Entries from a dataset

■ ■ ■ ■

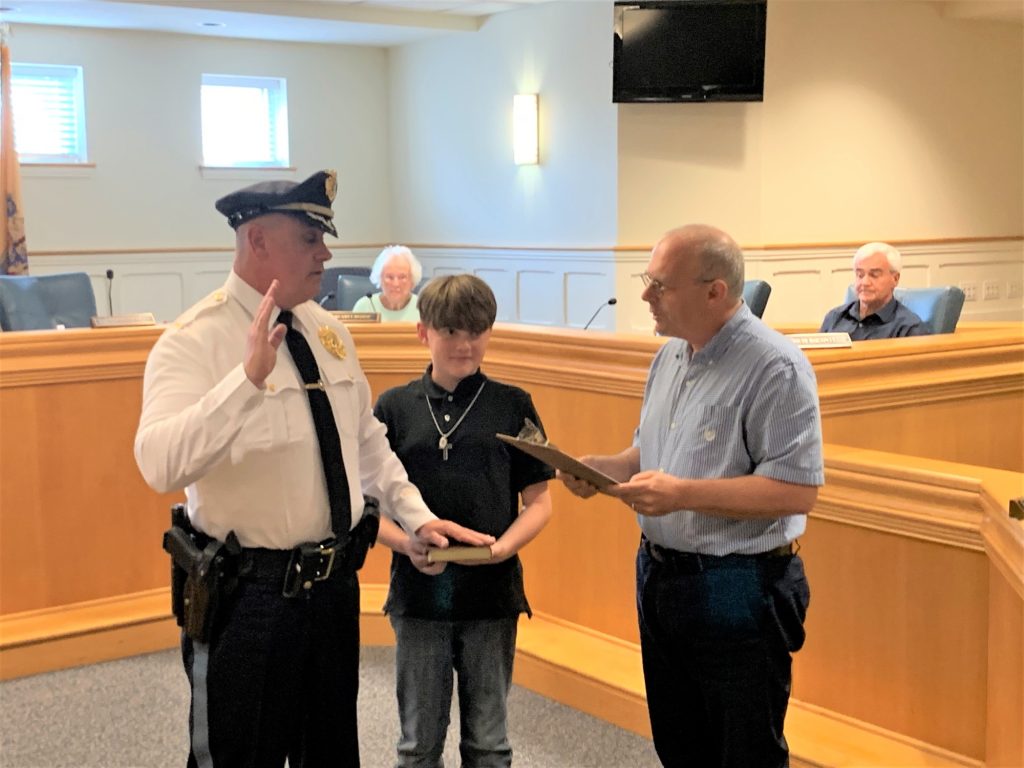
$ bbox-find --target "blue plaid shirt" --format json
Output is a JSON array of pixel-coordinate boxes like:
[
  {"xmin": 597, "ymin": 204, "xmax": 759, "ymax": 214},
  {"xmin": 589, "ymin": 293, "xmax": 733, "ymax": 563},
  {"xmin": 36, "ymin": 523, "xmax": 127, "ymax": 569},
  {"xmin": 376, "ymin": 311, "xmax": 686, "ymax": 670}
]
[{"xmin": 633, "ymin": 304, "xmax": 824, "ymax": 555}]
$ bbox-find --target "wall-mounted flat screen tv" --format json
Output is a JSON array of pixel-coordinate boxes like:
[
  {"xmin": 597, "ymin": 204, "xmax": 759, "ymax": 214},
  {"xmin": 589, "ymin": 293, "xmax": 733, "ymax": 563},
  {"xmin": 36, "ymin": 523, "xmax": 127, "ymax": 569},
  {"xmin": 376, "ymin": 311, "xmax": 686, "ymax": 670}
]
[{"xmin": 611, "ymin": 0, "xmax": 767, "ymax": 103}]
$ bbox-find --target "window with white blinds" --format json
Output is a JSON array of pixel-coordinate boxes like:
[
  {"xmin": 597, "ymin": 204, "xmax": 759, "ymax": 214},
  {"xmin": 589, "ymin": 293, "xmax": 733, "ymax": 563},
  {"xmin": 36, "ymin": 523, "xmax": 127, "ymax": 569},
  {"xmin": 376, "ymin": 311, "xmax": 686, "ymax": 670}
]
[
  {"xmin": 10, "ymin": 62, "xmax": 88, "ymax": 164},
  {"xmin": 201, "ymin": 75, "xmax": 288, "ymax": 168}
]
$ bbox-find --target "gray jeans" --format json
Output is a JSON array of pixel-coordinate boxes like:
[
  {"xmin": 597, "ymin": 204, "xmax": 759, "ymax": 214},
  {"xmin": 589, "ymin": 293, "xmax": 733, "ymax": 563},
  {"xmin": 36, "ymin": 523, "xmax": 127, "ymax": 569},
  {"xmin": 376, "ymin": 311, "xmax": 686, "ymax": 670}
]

■ ■ ■ ■

_Exercise_
Pull out every line of the data above that contains the string "find". Case counts when matching.

_Answer for this exercise_
$ bbox-find --target "blue plaid shirt" --format json
$ bbox-find --target "wall-mounted flat screen tv" --format json
$ bbox-find --target "window with white blinds" --format json
$ bbox-find --target "gray jeans" --format json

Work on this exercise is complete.